Below are the lines to check; count those holding the string "trekking" and give only the number.

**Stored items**
'''

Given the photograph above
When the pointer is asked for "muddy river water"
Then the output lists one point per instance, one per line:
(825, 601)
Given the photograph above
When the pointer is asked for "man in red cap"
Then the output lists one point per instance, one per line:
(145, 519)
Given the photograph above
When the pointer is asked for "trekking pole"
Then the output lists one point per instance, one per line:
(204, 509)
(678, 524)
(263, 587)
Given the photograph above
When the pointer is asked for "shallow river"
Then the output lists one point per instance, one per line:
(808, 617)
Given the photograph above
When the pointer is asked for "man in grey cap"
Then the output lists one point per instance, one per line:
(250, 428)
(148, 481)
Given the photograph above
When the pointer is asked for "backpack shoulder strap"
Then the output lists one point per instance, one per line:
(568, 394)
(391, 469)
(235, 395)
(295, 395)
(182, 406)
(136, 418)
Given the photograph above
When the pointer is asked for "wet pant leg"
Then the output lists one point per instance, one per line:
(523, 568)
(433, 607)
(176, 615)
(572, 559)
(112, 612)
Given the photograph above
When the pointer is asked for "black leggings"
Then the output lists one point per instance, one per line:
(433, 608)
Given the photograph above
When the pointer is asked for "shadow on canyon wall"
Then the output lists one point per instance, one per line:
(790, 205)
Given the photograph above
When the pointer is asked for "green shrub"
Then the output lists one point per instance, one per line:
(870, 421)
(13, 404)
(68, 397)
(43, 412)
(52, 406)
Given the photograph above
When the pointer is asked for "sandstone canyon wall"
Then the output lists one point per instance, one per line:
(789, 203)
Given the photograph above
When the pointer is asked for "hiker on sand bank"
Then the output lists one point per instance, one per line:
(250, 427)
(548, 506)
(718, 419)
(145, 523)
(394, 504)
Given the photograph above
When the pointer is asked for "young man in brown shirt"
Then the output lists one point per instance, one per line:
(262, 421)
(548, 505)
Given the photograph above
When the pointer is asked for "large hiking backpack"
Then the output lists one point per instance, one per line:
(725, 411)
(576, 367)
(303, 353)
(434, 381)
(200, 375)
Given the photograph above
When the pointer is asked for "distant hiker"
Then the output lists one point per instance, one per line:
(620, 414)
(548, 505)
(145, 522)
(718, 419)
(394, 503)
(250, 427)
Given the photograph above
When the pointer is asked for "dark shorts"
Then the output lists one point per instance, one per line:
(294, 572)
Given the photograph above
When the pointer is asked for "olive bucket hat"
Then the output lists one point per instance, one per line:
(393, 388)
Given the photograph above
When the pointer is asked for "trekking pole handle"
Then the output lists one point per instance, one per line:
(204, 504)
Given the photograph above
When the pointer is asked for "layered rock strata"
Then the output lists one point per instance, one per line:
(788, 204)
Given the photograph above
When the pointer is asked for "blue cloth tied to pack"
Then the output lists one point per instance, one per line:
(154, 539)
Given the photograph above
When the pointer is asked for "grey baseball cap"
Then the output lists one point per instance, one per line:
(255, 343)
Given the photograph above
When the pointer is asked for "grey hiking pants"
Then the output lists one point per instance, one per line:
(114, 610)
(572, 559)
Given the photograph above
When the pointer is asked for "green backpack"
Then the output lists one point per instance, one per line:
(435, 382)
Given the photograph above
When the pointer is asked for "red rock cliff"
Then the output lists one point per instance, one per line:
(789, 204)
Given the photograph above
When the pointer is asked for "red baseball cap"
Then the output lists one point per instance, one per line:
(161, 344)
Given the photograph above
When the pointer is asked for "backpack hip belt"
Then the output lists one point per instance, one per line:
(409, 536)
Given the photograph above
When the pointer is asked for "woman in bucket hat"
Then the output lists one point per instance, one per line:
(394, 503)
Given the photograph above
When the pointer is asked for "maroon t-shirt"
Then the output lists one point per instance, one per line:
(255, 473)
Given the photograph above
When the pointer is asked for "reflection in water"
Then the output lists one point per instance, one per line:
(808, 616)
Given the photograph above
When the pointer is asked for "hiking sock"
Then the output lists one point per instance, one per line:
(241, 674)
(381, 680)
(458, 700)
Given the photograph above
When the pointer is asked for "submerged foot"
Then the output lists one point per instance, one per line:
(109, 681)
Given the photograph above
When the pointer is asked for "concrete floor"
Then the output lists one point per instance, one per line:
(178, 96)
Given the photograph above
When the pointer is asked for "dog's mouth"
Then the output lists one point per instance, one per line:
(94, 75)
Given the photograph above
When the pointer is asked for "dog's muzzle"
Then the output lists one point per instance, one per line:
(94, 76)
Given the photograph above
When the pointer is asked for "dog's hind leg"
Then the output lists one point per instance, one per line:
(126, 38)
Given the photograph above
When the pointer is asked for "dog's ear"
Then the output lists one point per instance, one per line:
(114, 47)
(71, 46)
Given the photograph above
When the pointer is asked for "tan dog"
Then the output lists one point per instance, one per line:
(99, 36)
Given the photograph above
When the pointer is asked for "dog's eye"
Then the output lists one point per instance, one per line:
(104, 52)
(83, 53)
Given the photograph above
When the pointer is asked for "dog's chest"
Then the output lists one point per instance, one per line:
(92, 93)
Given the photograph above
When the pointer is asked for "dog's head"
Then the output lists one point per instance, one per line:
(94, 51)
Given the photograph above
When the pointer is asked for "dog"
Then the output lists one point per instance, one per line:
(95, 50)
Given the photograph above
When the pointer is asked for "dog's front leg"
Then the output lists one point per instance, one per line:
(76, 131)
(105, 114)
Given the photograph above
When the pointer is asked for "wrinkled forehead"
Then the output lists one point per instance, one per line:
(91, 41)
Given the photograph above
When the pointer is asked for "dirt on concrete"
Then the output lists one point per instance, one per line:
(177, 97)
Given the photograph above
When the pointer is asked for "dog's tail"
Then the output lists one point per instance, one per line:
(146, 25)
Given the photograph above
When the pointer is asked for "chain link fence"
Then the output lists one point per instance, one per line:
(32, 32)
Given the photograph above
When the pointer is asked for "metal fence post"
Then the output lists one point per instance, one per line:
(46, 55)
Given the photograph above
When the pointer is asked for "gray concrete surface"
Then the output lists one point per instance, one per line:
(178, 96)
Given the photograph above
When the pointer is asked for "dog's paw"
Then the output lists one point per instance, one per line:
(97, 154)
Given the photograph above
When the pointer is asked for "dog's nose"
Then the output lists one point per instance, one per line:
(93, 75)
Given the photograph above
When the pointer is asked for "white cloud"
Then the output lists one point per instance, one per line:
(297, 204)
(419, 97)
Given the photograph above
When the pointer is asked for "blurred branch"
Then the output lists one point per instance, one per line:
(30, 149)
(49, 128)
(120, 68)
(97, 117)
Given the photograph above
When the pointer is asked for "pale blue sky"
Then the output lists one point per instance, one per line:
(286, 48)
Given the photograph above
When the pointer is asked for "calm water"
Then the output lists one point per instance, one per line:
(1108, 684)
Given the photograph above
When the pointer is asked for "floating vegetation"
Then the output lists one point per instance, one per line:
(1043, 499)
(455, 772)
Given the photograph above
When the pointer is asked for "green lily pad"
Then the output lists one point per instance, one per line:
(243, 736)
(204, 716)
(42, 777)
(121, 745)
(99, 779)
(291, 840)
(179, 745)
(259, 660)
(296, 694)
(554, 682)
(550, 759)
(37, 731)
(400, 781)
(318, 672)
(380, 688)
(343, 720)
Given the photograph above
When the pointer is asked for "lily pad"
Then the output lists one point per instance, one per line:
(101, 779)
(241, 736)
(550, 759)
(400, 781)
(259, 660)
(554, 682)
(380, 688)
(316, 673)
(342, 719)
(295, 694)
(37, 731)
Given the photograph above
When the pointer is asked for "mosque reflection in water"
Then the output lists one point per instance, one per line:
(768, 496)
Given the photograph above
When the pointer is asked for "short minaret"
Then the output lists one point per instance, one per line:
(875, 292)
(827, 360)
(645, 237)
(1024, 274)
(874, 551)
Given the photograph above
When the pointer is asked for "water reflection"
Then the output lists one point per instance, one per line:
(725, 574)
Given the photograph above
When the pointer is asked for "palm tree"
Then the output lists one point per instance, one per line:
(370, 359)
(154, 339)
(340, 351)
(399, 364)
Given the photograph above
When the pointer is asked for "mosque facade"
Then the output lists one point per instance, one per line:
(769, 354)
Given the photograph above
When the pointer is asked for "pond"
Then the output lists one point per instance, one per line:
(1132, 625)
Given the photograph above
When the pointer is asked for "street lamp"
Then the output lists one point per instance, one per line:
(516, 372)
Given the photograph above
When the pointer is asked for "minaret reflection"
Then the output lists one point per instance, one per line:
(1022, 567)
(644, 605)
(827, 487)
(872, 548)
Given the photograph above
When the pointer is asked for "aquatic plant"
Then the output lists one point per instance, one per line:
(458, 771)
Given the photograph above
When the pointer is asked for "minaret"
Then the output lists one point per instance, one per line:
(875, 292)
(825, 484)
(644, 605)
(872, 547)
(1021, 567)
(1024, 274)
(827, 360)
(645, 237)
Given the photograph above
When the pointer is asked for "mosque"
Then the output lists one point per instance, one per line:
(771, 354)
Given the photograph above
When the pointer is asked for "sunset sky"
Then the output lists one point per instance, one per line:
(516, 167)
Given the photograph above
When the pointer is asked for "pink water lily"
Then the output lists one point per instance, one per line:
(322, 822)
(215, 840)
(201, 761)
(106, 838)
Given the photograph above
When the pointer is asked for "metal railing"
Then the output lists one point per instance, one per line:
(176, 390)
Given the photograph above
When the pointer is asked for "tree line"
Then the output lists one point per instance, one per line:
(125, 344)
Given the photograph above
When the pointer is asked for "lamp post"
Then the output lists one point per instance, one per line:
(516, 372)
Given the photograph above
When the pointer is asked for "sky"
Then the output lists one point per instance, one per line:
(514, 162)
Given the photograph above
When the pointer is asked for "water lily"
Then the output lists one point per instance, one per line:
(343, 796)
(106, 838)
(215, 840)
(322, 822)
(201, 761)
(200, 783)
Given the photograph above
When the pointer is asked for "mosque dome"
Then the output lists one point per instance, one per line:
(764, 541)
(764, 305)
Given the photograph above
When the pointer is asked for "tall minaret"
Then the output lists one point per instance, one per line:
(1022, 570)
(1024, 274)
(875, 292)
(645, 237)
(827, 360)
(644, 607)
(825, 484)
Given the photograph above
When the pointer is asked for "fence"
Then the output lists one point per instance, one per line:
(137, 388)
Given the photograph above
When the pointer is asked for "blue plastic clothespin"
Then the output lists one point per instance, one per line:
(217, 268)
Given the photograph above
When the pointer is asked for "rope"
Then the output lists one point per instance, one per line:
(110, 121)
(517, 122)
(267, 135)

'''

**RESPONSE TO THE EXERCISE**
2